Tujuan Latihan: Tuliskan kembali seluruh kutipan tentang pencatatan perkawinan dan hak anak tanpa mengubah apa pun.

Kutipan Pilihan:

= = = = =

Kemungkinan besar terjadinya penerlantaran anak dalam hal perkawinan tidak dicatatkan karena  mengancam hak atas nasab, mewaris, pemeliharaan dan biaya hidup, serta pengasuhan.Dalam kenyataannya, terhadap anak yang dilahirkan dari perkawinan yang tidak dicatatkan berdampak pada pemenuhan hak-hak anak dalam hukum keluarga, dan secara bersamaan berdampak pula bagi pemenuhan hak-hak anak sebagai HAM dan sebagai subyek warganegara, seperti hak atas identitas (akte kelahiran, relasi kekerabatan, kewarganegaraan.

Lebih parah lagi terhadap anak yang lahir dari perkawinan yang tidak dicatatkan dengan indikasi eksploitatatif, atau yang tidak diakui nasab dan dikucilkan  dari pergaulan sosial dengan keluarga/kerabat sehingga menghilangkan status sosial sebagai anak dari ayahnya, maka mungkin sekali keadaan sedemikian  seakan-akan merupakan non marital child.

Tujuan utama pencatatan nikah adalah demi merealisasikan ketertiban administratif perkawinan dalam masyarakat, selain itu untuk menjamin tegaknya hak bagi suami, istri dan anaknya. Masalah pencatatan perkawinan dipandang tidak lebih dari sekedar tindakan administratif yang tidak ada pengaruhnya terhadap keabsahan suatu perkawinan. Dalam angka 4b. Penjelasan Umum Undang-Undang Nomor 1 Tahun 1974 ditulis: pencatatan tiap-tiap perkawinan adalah sama halnya dengan pencatatan perinstiwa-peristiwa penting dalam kehidupan seseorang, misalnya kelahiran, kematian yang dinyatakan dalam surat-surat keterangan, suatu akta yang juga dimuat dalam daftar pencatatan.

= = = = =

Cuplikan data pelabelan lokasi:
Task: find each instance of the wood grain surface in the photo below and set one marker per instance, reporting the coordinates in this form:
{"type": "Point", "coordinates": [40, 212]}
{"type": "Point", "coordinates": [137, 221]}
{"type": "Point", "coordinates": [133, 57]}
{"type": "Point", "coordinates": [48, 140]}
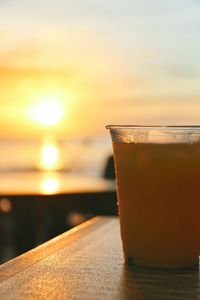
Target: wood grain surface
{"type": "Point", "coordinates": [87, 263]}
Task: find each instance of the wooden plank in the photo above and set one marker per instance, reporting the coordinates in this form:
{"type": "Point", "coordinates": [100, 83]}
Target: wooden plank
{"type": "Point", "coordinates": [87, 263]}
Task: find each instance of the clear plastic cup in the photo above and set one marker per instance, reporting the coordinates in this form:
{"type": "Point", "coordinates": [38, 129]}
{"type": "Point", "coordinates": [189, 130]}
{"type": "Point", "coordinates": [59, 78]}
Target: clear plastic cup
{"type": "Point", "coordinates": [158, 187]}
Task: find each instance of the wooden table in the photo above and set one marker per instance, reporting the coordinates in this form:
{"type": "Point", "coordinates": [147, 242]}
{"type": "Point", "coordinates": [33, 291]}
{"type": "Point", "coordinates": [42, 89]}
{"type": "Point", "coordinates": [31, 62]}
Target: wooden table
{"type": "Point", "coordinates": [40, 203]}
{"type": "Point", "coordinates": [87, 263]}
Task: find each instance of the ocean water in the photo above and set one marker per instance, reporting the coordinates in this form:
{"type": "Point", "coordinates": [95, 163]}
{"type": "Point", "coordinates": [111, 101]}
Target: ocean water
{"type": "Point", "coordinates": [80, 156]}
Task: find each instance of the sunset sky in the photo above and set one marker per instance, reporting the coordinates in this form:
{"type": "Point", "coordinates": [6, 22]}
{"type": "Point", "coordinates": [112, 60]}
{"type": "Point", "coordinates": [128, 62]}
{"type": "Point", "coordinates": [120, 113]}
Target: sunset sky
{"type": "Point", "coordinates": [88, 63]}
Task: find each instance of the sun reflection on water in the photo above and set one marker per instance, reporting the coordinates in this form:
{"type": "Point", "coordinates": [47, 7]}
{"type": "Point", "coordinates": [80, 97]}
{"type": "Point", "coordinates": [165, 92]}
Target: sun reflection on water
{"type": "Point", "coordinates": [50, 184]}
{"type": "Point", "coordinates": [49, 155]}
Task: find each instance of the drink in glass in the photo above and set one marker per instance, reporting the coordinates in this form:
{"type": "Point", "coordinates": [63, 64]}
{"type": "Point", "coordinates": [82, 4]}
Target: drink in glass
{"type": "Point", "coordinates": [158, 187]}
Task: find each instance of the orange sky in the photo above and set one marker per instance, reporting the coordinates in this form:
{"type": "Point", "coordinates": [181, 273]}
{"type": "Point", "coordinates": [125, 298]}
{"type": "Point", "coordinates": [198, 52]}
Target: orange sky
{"type": "Point", "coordinates": [101, 63]}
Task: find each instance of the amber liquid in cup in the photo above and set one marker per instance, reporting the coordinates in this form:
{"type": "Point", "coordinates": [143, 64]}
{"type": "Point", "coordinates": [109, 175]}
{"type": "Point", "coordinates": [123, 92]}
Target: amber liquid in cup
{"type": "Point", "coordinates": [158, 188]}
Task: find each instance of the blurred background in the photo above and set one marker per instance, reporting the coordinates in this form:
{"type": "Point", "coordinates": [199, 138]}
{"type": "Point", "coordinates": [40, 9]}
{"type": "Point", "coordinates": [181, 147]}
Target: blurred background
{"type": "Point", "coordinates": [67, 68]}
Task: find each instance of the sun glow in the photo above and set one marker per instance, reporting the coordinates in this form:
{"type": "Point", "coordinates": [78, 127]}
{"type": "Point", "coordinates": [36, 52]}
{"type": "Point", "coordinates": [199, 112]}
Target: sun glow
{"type": "Point", "coordinates": [50, 184]}
{"type": "Point", "coordinates": [50, 156]}
{"type": "Point", "coordinates": [48, 110]}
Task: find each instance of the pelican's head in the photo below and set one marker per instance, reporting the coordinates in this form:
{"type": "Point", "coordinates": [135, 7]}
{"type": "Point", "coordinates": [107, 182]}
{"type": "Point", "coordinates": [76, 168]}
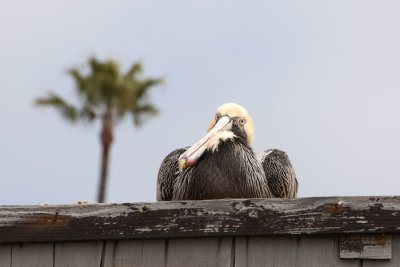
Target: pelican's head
{"type": "Point", "coordinates": [231, 120]}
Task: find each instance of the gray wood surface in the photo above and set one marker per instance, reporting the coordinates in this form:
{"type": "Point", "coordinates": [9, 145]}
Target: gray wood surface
{"type": "Point", "coordinates": [199, 252]}
{"type": "Point", "coordinates": [123, 253]}
{"type": "Point", "coordinates": [279, 251]}
{"type": "Point", "coordinates": [82, 254]}
{"type": "Point", "coordinates": [394, 262]}
{"type": "Point", "coordinates": [5, 255]}
{"type": "Point", "coordinates": [142, 253]}
{"type": "Point", "coordinates": [32, 255]}
{"type": "Point", "coordinates": [288, 252]}
{"type": "Point", "coordinates": [229, 217]}
{"type": "Point", "coordinates": [378, 246]}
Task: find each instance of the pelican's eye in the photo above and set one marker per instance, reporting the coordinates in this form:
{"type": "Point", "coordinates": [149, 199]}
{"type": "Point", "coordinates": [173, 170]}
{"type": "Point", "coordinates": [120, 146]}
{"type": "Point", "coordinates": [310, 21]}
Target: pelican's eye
{"type": "Point", "coordinates": [242, 122]}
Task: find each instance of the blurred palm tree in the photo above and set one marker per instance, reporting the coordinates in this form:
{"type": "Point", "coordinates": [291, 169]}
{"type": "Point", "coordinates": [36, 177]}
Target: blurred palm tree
{"type": "Point", "coordinates": [107, 94]}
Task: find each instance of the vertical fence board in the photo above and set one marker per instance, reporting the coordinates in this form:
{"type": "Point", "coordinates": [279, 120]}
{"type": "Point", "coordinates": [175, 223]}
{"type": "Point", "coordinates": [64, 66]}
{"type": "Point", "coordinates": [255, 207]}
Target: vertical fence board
{"type": "Point", "coordinates": [32, 255]}
{"type": "Point", "coordinates": [394, 262]}
{"type": "Point", "coordinates": [5, 255]}
{"type": "Point", "coordinates": [271, 251]}
{"type": "Point", "coordinates": [321, 251]}
{"type": "Point", "coordinates": [82, 254]}
{"type": "Point", "coordinates": [241, 251]}
{"type": "Point", "coordinates": [199, 252]}
{"type": "Point", "coordinates": [136, 253]}
{"type": "Point", "coordinates": [124, 253]}
{"type": "Point", "coordinates": [154, 252]}
{"type": "Point", "coordinates": [289, 251]}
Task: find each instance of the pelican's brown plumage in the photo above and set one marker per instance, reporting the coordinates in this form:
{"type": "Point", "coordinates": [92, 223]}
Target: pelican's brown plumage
{"type": "Point", "coordinates": [223, 165]}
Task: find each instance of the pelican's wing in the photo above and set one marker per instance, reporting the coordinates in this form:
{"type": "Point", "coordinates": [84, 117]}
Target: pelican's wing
{"type": "Point", "coordinates": [279, 172]}
{"type": "Point", "coordinates": [167, 175]}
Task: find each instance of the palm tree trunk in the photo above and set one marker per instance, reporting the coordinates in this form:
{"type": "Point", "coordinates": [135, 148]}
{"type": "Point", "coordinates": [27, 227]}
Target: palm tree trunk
{"type": "Point", "coordinates": [106, 138]}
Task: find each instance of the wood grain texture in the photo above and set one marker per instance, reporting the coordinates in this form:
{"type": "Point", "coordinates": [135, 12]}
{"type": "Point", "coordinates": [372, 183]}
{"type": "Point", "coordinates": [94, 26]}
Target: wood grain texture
{"type": "Point", "coordinates": [82, 254]}
{"type": "Point", "coordinates": [199, 252]}
{"type": "Point", "coordinates": [32, 255]}
{"type": "Point", "coordinates": [5, 255]}
{"type": "Point", "coordinates": [229, 217]}
{"type": "Point", "coordinates": [289, 251]}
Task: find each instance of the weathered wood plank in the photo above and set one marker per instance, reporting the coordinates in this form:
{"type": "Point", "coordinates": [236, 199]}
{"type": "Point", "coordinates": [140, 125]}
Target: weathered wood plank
{"type": "Point", "coordinates": [199, 252]}
{"type": "Point", "coordinates": [394, 262]}
{"type": "Point", "coordinates": [288, 252]}
{"type": "Point", "coordinates": [143, 253]}
{"type": "Point", "coordinates": [83, 254]}
{"type": "Point", "coordinates": [366, 246]}
{"type": "Point", "coordinates": [229, 217]}
{"type": "Point", "coordinates": [5, 255]}
{"type": "Point", "coordinates": [32, 255]}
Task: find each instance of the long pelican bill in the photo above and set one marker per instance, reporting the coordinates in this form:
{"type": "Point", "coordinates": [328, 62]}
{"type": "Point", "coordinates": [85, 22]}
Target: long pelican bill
{"type": "Point", "coordinates": [191, 156]}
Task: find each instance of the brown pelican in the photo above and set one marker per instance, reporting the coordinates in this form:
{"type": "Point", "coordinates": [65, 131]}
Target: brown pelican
{"type": "Point", "coordinates": [223, 165]}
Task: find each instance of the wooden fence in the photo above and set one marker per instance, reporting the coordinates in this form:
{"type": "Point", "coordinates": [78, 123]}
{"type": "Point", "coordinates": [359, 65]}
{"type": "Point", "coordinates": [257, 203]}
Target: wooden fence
{"type": "Point", "coordinates": [329, 231]}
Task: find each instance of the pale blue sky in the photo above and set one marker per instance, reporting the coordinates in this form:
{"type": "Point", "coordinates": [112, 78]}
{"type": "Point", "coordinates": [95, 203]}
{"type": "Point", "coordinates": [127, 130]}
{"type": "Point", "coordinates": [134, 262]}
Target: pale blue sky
{"type": "Point", "coordinates": [320, 78]}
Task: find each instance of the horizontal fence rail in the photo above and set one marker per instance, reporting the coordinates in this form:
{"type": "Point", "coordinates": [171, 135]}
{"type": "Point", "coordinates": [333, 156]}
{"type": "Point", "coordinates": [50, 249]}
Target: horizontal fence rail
{"type": "Point", "coordinates": [208, 218]}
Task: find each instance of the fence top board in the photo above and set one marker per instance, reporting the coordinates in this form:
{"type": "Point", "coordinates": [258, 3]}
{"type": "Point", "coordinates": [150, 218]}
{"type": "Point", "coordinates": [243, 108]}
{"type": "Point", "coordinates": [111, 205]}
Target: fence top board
{"type": "Point", "coordinates": [227, 217]}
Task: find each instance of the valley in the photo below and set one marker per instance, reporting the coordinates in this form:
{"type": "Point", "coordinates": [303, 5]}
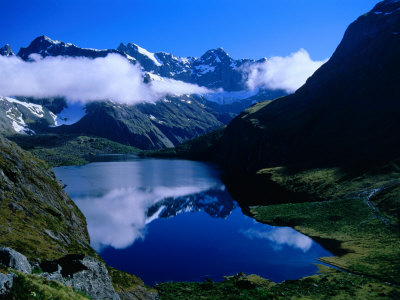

= = = = =

Hasil Tugas:
Kemungkinan besar terjadinya penerlantaran anak dalam hal perkawinan tidak dicatatkan karena  mengancam hak atas nasab, mewaris, pemeliharaan dan biaya hidup, serta pengasuhan.Dalam kenyataannya, terhadap anak yang dilahirkan dari perkawinan yang tidak dicatatkan berdampak pada pemenuhan hak-hak anak dalam hukum keluarga, dan secara bersamaan berdampak pula bagi pemenuhan hak-hak anak sebagai HAM dan sebagai subyek warganegara, seperti hak atas identitas (akte kelahiran, relasi kekerabatan, kewarganegaraan.

Lebih parah lagi terhadap anak yang lahir dari perkawinan yang tidak dicatatkan dengan indikasi eksploitatatif, atau yang tidak diakui nasab dan dikucilkan  dari pergaulan sosial dengan keluarga/kerabat sehingga menghilangkan status sosial sebagai anak dari ayahnya, maka mungkin sekali keadaan sedemikian  seakan-akan merupakan non marital child.

Tujuan utama pencatatan nikah adalah demi merealisasikan ketertiban administratif perkawinan dalam masyarakat, selain itu untuk menjamin tegaknya hak bagi suami, istri dan anaknya. Masalah pencatatan perkawinan dipandang tidak lebih dari sekedar tindakan administratif yang tidak ada pengaruhnya terhadap keabsahan suatu perkawinan. Dalam angka 4b. Penjelasan Umum Undang-Undang Nomor 1 Tahun 1974 ditulis: pencatatan tiap-tiap perkawinan adalah sama halnya dengan pencatatan perinstiwa-peristiwa penting dalam kehidupan seseorang, misalnya kelahiran, kematian yang dinyatakan dalam surat-surat keterangan, suatu akta yang juga dimuat dalam daftar pencatatan.